Set tasks:
1. Answer these questions about the forum thread on Christmas plans:
(a) What does Edward say he might buy a new one of?
(b) How many years of Mandarin Chinese does DaKrazedKyubizt mention having?
(c) On what date does AgentKuo plan to drive to Tampa?
2. State how many lines of the listing contain the string "mountain". Give only the number.

Excerpted passage:
------------------------------------

# What are your Christmas plans?



## Edward (Dec 7, 2011)

Christmas, holidays, etc. 

I'll be spending quality time with my family. 
I might buy one cube (need a new 3x3), but mostly getting skate stuff and a lil' something for my lil' something. 

Let's get this thing rolling!


----------



## emolover (Dec 7, 2011)

Help cook Christmas dinner
Eat Christmas dinner
Wake up
Open presents
Ignore family for a week

Yep...


----------



## SpeedSolve (Dec 7, 2011)

I'm gonna cube. 
Cube.
Cube.
Play video games.
Catch up on homework.
Cube.
Read a page or two.


----------



## DaKrazedKyubizt (Dec 7, 2011)

GOING TO CHINA FOR THE FIRST TIME!!!!

I hope to locate a competition, attend it, and videotape myself among a ton of other Chinese people solving cubes.

Being a black man in China, this should be fun. I just hope my 3.5 years of Mandarin Chinese is sufficient for survival. I'll be with a friend for the first week or so, but after that, he's going home, and I'll be stuck in China by myself for another 3-4 weeks. Naturally, I'm a little worried, but I'm sure I'll be okay.

If any Chinese cubers see this and are going to be in China for winter break, maybe we can meet up and you can show me around!


----------



## Achifaifa (Dec 7, 2011)

Christmas and new year with family. Rest of the time, study (Exams in january) and take pictures. And cube, OFC.


----------



## AgentKuo (Dec 7, 2011)

Dec. 17: Drive to Tampa with my mom and dad to go see my brother and sister and their families. 

Dec. 25: 
Morning:
Get up, eat breakfast or something, see if Santa came, sit in the living room, wait for my lazy, sleepy mom and sister to get up and come out to the living room. Then open presents. We've always done it one person at a time, alternating, not just ripping everything open all at once, and I personally like it this way. Everyone gets to see what you got, and it makes it more exciting anticipating your next gift.

------------------------------------

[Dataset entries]
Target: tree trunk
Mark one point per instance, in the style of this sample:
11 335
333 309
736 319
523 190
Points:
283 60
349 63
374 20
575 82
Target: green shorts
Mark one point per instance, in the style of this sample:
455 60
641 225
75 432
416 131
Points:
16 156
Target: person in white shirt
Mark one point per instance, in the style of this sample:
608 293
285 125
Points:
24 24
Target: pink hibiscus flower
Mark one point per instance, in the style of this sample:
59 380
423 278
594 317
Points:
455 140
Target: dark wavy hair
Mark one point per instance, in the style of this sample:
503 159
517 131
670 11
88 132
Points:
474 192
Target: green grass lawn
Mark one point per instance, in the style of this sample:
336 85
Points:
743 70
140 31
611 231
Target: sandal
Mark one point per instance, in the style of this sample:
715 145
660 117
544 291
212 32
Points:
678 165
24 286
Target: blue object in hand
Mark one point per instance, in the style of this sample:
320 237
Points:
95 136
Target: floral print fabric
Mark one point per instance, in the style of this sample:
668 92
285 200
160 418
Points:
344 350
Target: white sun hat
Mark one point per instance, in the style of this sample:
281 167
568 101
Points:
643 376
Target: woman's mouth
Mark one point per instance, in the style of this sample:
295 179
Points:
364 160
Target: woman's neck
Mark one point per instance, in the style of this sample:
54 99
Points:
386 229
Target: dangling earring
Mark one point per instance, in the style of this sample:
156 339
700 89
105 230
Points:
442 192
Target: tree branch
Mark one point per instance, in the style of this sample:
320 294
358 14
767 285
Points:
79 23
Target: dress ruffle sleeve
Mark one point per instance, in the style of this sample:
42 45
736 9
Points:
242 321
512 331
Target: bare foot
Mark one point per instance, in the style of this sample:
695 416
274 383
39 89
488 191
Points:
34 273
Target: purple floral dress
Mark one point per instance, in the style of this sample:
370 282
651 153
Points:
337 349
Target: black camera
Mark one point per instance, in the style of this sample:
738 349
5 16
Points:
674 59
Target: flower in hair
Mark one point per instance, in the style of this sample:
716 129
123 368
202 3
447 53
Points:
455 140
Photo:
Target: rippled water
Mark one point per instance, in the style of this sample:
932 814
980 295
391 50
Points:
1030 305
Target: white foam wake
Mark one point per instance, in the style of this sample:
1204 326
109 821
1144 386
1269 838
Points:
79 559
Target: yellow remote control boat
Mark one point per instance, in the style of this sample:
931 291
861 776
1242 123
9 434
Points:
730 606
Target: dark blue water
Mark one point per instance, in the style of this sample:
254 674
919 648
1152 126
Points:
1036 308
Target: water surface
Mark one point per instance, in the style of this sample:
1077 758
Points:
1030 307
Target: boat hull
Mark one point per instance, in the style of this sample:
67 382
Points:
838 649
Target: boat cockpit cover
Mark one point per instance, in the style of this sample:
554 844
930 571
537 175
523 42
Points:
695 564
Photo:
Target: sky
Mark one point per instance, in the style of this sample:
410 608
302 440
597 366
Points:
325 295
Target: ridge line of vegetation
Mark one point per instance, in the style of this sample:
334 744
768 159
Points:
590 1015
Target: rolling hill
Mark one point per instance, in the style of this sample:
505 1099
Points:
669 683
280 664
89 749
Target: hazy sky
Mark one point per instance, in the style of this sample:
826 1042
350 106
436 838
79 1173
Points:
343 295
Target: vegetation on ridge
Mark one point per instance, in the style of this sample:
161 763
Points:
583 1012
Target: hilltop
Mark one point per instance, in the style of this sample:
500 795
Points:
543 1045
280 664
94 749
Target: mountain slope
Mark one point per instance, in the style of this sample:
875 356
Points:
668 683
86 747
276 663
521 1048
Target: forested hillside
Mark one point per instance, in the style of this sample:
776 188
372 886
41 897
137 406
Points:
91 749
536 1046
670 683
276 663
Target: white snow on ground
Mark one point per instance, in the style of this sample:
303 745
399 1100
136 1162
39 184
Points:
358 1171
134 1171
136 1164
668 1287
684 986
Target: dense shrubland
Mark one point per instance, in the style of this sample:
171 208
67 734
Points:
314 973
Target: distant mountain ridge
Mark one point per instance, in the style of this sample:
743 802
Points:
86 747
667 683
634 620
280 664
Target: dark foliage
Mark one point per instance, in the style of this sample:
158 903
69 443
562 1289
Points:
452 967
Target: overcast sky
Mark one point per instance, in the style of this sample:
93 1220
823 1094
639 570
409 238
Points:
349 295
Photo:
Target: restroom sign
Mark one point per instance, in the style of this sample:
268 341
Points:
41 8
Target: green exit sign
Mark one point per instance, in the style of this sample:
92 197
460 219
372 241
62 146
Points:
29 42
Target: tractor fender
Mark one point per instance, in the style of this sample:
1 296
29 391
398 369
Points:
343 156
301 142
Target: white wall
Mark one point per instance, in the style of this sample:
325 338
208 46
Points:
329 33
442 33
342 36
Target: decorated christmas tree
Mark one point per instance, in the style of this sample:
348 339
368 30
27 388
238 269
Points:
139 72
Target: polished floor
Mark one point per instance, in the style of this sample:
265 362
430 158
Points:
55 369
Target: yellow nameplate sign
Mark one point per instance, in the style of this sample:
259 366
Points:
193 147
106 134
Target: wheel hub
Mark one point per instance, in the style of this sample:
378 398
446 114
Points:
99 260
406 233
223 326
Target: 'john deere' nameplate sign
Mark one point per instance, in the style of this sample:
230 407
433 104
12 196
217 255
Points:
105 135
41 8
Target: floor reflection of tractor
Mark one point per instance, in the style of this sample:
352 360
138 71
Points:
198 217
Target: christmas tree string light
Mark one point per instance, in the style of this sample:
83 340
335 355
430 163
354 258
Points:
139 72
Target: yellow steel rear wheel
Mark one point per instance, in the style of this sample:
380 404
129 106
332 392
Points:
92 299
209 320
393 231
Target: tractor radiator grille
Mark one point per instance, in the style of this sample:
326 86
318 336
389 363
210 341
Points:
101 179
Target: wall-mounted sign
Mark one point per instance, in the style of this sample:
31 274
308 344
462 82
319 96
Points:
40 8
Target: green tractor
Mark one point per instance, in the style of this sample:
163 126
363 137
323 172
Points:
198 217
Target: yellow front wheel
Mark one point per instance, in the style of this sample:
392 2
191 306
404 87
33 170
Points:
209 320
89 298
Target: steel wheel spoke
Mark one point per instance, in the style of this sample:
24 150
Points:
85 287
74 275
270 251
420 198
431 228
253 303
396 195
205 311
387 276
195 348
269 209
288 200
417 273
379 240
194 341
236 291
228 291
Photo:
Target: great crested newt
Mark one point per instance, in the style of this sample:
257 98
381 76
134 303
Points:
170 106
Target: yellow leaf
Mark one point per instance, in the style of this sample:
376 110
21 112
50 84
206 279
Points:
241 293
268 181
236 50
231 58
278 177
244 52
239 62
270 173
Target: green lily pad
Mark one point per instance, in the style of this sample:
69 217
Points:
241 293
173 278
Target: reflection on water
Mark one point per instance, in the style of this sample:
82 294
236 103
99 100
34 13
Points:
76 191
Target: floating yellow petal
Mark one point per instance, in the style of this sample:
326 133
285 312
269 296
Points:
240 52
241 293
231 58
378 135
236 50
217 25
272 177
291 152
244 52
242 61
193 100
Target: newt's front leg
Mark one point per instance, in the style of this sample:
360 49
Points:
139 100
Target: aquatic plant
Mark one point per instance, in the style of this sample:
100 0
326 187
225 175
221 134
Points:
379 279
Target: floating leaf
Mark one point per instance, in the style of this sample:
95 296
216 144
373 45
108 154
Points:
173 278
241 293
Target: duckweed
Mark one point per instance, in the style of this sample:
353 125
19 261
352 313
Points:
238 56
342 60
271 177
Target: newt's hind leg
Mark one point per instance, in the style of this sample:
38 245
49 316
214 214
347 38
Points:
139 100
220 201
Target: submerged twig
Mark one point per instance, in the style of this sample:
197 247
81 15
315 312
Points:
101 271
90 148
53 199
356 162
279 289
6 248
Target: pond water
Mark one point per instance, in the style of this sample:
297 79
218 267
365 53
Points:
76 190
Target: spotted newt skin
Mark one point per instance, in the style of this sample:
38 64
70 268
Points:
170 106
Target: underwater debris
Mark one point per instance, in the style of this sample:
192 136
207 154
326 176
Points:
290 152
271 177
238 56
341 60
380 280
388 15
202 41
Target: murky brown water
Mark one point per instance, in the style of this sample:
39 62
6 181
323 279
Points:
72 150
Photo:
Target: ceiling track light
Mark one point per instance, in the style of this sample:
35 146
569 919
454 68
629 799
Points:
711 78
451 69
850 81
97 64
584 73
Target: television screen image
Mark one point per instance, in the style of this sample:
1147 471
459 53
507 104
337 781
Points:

------------------------------------

Expected results:
1.
(a) A 3x3 cube.
(b) 3.5 years.
(c) Dec. 17.

2. 2